### FRAGMENT TEKSTU
══════
Zwracam się z uprzejmą prośbą do wszystkich ludzi piszących zamiast “skąd” – skont, zkont, z kont, z kąd, zkąd… (ała) aby przestali to robić…
Nie wspominając już o z którąd…
Jeśli szukasz dziewczyny, chłopaka, przyjaciela… i odezwiesz się pisemnie w ten sposób do przeciętnego użytkownika języka polskiego, zostaniesz wyśmiany/a i pożegnasz się z możliwością poznania tejże osoby… a kto wie 😉 może się okazać Twoim przyszłym mężem/żoną. Dlatego lepiej nie ryzykować 🙂
Najgorszą odpowiedź (a jednocześnie jedyną “odbijającą piłeczkę”) jaką można uzyskać na tego typu zwrot jest – z kątowni…
Podsumowując, jeśli masz zamiar rozpocząć z kimś rozmowę tekstem – “CzE sKoNt JeStEs PoKlIkAsH” – lepiej od razu sobie daruj.
Jednocześnie bardzo proszę czytelników tego blogu o nieobrażanie się, wcale nie uważam, że możecie posługiwać się takimi formami 😉
Jednak prawda jest brutalna:
zkąd – Wyniki 1 – 10 spośród około 31,500 dla zapytania zkąd
“z kąd” – Wyniki 1 – 10 spośród około 148,000 dla zapytania “z kąd”
skont – Wyniki 1 – 10 spośród około 8,560,000 dla zapytania skont
to boli 🙂
15 odpowiedzi na “Rodem z czatów, czyli skont, zkont, z kont, s kont, zkąd (klikasz)?”
Ale! Ale! Ale!
Blogerzy, chyba dość duża część Twoich czytelników, takich błędów nie popełniają! 🙂
A-ha! Używasz Opery! 😉
@rysielcu 😉 dlatego właśnie napisałam, aby moi regularni czytelnicy się nie obrażali, wiem, że takich błędów nie popełniają… Ale poza tym, wchodzą tu jeszcze ludzie z Google, a Ci, jakby nie patrzeć, są “wszelkim targetem”.
══════
### CEL ĆWICZENIA
Odpowiedz krótko na pytania dotyczące fragmentu tekstu:
(a) Jaką odpowiedź na zwrot z błędnie zapisanym „skąd” fragment tekstu nazywa najgorszą?
(b) Ile odpowiedzi podano w nagłówku nad komentarzami?
(c) Jaką przeglądarkę wymienia komentarz zaczynający się od „A-ha!”?
Wiersze danych nie mają związku z fragmentem tekstu.
══════
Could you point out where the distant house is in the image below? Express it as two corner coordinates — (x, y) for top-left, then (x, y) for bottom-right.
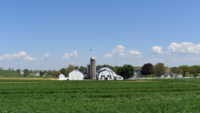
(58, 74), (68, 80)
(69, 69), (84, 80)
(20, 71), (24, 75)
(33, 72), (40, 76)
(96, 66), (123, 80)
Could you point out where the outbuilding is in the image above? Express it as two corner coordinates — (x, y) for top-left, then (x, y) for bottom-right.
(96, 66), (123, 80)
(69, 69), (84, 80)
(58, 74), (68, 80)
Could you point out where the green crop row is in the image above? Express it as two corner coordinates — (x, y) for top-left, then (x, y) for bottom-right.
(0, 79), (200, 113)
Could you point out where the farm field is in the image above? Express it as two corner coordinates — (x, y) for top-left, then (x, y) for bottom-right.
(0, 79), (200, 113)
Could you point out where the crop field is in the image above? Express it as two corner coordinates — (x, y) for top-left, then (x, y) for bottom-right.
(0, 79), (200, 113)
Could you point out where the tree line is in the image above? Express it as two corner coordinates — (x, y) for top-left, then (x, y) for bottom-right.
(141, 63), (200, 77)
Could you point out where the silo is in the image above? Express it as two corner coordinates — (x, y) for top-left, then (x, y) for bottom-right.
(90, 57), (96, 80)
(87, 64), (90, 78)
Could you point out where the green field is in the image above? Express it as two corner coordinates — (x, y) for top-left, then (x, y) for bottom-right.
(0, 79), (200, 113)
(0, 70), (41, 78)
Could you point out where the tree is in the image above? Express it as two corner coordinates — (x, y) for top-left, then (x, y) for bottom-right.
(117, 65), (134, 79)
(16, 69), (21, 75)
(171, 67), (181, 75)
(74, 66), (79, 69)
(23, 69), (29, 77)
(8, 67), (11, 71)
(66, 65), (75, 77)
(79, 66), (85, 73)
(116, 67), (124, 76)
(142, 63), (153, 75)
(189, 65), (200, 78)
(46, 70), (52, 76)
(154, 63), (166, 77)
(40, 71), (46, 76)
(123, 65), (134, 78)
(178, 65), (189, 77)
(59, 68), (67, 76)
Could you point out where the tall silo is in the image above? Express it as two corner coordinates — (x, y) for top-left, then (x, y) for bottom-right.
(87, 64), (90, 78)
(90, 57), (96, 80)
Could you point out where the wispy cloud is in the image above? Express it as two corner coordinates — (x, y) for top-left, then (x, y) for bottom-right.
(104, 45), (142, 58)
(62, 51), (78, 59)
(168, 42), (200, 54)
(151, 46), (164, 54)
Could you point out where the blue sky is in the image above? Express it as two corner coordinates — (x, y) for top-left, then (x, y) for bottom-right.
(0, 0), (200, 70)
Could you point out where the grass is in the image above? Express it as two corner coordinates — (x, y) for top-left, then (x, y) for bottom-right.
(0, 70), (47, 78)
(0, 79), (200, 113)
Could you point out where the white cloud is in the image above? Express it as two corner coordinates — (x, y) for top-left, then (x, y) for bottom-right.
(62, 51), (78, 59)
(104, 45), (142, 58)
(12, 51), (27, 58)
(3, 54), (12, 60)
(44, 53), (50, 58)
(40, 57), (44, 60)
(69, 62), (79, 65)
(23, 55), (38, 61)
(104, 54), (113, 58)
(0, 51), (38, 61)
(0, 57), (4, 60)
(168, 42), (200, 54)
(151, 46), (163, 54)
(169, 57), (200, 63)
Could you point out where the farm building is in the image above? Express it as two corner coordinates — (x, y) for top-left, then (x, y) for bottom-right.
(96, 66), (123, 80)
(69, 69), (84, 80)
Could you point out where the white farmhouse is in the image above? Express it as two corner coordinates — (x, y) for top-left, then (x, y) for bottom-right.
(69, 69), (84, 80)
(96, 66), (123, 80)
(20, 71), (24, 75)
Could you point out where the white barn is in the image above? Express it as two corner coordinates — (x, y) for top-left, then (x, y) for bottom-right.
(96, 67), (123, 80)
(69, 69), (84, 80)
══════
### ODPOWIEDŹ
(a) „Z kątowni”.
(b) 15.
(c) Operę.